#### The data ####

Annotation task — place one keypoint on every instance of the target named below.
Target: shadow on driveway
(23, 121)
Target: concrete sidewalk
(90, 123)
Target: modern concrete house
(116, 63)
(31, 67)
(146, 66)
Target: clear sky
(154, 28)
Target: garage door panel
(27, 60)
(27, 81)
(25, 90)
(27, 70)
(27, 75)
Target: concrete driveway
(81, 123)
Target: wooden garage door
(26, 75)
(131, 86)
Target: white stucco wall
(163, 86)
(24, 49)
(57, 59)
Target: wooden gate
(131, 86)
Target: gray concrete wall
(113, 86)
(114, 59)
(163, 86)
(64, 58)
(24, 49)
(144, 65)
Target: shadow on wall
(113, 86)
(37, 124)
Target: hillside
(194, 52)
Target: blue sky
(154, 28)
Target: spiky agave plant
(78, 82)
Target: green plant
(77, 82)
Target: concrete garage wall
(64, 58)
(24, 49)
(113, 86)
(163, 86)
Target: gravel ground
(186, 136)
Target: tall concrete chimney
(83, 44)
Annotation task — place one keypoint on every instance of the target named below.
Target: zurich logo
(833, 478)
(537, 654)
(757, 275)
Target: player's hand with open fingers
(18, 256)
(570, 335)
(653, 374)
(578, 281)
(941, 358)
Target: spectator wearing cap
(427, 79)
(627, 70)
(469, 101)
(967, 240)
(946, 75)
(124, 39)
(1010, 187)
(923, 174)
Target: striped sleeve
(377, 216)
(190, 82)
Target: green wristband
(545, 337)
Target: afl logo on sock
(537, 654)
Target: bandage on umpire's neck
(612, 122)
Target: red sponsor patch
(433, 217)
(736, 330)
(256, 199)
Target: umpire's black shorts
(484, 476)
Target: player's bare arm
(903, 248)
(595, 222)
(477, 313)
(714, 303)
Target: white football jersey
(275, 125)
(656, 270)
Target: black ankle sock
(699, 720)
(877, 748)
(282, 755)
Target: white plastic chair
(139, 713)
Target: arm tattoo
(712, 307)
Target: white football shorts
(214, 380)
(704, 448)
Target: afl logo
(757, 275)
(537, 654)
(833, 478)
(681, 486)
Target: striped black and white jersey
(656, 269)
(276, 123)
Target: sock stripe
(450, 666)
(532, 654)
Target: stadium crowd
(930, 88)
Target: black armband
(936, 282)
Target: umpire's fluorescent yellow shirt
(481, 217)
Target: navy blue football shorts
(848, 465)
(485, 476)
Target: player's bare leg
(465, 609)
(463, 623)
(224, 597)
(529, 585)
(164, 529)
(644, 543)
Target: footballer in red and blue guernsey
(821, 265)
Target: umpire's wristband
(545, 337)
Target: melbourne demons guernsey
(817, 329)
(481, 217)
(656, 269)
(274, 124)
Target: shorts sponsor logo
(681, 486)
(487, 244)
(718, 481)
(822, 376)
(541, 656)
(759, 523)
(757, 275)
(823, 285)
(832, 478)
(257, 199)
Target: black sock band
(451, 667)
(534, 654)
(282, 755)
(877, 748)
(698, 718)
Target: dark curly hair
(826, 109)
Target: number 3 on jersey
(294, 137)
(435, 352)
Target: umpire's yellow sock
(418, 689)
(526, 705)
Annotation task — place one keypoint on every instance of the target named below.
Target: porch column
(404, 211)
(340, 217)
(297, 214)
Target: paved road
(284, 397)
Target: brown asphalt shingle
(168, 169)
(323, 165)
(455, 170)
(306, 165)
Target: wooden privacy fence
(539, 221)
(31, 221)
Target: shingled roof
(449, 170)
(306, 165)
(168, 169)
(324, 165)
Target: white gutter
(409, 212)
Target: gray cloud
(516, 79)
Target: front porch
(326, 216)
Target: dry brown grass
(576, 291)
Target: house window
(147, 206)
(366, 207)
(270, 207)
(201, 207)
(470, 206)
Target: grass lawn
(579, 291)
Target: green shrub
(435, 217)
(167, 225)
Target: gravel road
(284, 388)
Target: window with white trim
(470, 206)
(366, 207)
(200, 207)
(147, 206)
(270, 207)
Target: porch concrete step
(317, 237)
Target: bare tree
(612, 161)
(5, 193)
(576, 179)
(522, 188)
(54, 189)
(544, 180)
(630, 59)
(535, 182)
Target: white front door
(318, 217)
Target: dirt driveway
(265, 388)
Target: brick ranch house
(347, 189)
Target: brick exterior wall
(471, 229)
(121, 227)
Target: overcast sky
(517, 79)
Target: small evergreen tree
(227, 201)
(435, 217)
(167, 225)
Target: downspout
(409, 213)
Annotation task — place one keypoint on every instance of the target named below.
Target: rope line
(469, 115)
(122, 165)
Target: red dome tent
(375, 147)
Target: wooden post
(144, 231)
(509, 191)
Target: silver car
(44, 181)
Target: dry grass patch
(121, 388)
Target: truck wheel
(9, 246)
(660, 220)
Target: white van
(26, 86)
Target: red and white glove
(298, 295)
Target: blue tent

####

■ Instructions to follow ■
Copy out the lines starting at the one containing "Target: porch concrete step" and ending with the last line of the entries. Include nothing else.

■ Finished task ■
Target: porch concrete step
(317, 237)
Target: bare tree
(612, 161)
(5, 193)
(576, 179)
(522, 188)
(54, 189)
(544, 180)
(630, 59)
(535, 182)
Target: white front door
(318, 217)
Target: dirt driveway
(265, 388)
Target: brick ranch house
(347, 189)
Target: brick exterior wall
(471, 229)
(121, 227)
Target: overcast sky
(517, 79)
Target: small evergreen tree
(227, 201)
(435, 217)
(167, 225)
Target: downspout
(409, 213)
Annotation task — place one keypoint on every instance of the target named below.
Target: rope line
(469, 115)
(122, 165)
Target: red dome tent
(375, 147)
Target: wooden post
(144, 231)
(509, 191)
Target: silver car
(44, 181)
Target: dry grass patch
(121, 388)
Target: truck wheel
(9, 246)
(660, 220)
Target: white van
(26, 86)
Target: red and white glove
(298, 295)
Target: blue tent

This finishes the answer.